* Passage provided *
☆ ☆ ☆ ☆ ☆ ☆ ☆
A limitation of this study is that we did not study the possible toxic effects of nanostars in mice. However, nanostars did not affect several measures of cytotoxicity in HEK293Tcells, and AP-nanostars did not affect withdrawal responses of the contralateral paw, suggesting no effects on normal motor coordination. Moreover, empty nanostars did not affect withdrawal responses and had no effects on multiple measures of normal behavior, which argue against any neurotoxic actions under the conditions of these experiments. DIPMA nanoparticles also do not have detectable toxic actions in HEK293Tcells or after intrathecal injection to mice [18]. Potential long-term neurotoxicity of nanostars will be assessed in future studies. Another limitation is that we only assessed the efficacy of intrathecal administration of nanostars, which had the advantage of drug deliver to targets in spinal neurons. Whether systemically administered nanostars can be used to target peripheral GPCRs for the treatment of chronic pain remains to be studied.

The present investigation extends the use of nanostars beyond the delivery of chemotherapeutics, antioxidants and imaging agents to cancer cells and tumors [20,23–25] to the delivery of GPCR ligands to endosomes of neurons for the treatment of chronic pain. In addition to analgesia, nanoparticle encapsulation and consequent endosomal delivery may enhance other therapeutic actions of AP, including its actions on chemotherapy-induced nausea and vomiting and its antitumor actions. AP has antiproliferative and antimitogenic effects on a variety of cancers (reviewed in Ref. [46]), which may be enhanced by nanoparticle encapsulation. Thus, nanoparticle-AP might ameliorate cancer progression as well as associated pain, while reducing the side effects (nausea and vomiting of standard chemotherapeutic agents). Further studies are required to investigate these possibilities. Although rapid-release DIPMA nanoparticles enhance the therapeutic actions of AP, sustained-release nanostars provide additional benefit. Even longer lasting nanomedicines, such as hydrophobic ion pairing nano-formulations that allow cargo release over weeks [47], may provide even more long-lasting analgesia. Biodegradable nanomaterials have been proposed to be an effective strategy for slow, localized drug release to provide sustained relief of post-surgical pain [48]. Nanostars are an attractive platform for advanced drug delivery due to their modular nature and the potential to conjugate multiple drugs through various linkers, attach targeting moieties and readily adjust the hydrodynamic diameter. Further refinements that could improve the therapeutic benefits of analgesic nanostars could include incorporation of antagonists of multiple GPCRs that signal from endosomes, which could overcome the inherent redundancy of the pathways of pain transmission, and the specific targeting of nanoparticles to neurons that sense and transmit pain. Encapsulation of antagonists of SP, CGRP and glutamate receptors would be expected to strongly inhibit pain transmission in the dorsal horn of the spinal cord, which depends on endosomal signaling of these GPCRs [3,11,15]. Conjugation of an agonists of the ∂-opioid receptor to a liposome shell of mesoporous silica nanoparticles enhances targeting and improves analgesia, which illustrates the utility of nociceptor-targeted analgesics [12].
☆ ☆ ☆ ☆ ☆ ☆ ☆
* Entries provided *
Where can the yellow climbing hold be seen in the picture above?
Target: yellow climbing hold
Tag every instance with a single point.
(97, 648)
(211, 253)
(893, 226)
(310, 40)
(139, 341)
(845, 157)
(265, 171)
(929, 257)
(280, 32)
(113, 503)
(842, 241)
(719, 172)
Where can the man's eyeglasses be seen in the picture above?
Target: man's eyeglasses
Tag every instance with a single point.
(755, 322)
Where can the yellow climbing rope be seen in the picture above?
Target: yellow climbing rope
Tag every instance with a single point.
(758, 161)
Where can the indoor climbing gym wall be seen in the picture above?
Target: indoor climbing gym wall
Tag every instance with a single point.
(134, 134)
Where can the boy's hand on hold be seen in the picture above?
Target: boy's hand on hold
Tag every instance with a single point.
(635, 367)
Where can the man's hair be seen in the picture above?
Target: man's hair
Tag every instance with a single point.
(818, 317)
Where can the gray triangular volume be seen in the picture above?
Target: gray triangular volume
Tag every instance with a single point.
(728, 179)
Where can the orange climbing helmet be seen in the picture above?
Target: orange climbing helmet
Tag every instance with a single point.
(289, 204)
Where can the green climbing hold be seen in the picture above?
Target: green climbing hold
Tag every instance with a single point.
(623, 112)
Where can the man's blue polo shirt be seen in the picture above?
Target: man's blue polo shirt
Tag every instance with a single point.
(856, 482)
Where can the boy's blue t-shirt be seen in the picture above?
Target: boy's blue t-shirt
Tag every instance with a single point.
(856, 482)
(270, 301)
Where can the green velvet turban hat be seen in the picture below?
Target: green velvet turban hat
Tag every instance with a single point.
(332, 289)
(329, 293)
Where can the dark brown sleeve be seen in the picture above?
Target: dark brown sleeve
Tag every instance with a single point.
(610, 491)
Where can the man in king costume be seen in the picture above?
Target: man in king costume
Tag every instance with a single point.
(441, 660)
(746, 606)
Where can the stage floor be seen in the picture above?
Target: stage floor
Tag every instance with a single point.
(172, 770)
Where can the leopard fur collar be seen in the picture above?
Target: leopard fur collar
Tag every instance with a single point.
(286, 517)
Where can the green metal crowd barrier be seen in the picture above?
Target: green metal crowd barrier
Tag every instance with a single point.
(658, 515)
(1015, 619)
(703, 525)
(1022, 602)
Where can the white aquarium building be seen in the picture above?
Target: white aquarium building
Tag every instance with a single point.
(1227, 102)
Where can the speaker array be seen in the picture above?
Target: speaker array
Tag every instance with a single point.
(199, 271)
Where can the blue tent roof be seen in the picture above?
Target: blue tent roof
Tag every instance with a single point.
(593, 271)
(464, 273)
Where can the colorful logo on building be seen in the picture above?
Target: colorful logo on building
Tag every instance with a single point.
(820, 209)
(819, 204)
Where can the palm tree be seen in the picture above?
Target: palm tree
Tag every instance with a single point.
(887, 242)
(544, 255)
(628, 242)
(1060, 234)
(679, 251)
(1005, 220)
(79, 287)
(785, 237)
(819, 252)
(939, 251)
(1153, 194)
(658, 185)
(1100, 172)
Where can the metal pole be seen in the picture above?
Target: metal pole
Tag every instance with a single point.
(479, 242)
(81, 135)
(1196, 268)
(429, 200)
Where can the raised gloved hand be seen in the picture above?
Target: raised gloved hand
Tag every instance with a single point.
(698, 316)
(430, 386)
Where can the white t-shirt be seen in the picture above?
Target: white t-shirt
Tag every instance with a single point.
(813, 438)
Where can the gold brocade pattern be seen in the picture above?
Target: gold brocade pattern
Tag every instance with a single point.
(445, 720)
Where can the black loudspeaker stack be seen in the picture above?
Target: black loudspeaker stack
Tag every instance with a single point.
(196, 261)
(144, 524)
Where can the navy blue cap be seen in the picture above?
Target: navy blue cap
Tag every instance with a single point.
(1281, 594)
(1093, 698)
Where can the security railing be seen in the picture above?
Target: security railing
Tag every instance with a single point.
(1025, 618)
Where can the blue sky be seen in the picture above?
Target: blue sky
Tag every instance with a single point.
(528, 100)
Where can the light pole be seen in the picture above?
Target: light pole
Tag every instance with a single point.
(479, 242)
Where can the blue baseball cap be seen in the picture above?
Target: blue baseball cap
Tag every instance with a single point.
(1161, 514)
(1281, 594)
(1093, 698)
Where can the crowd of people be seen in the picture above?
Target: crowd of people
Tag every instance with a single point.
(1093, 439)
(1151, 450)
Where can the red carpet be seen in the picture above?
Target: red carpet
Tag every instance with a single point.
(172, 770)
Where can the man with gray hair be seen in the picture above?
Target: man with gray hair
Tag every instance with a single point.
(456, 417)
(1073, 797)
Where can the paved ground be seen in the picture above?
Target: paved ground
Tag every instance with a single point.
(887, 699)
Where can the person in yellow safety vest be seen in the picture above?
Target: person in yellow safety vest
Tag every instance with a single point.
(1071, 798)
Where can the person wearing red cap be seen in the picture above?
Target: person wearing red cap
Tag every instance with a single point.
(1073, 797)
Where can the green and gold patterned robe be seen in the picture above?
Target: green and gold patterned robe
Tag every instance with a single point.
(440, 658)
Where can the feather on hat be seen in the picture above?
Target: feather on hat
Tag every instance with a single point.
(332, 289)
☆ ☆ ☆ ☆ ☆ ☆ ☆
* Exercise requirements *
How would you continue the passage on nanostars for delivering pain-relief drugs, starting after its last sentence?

* Task result *
5. Conclusion

Nanostars that slowly release an antagonist of the NK₁R within endosomes abrogate endosomal signaling and provide sustained antinociception in preclinical models of neuropathic and inflammatory pain. The enhanced efficacy and duration of analgesia of nanostar-aprepitant depends on persistent release of antagonist within endosomes of spinal neurons. The nanostar platform is amenable to co-loading multiple antagonists and targeting to neurons that sense and transmit pain, which would be expected to provide long-lasting and opioid-free analgesia.

Data availability

The raw data required to reproduce these findings are available upon request. The scripts used for the image analyses are available upon request. The processed data required to reproduce these findings are available upon request.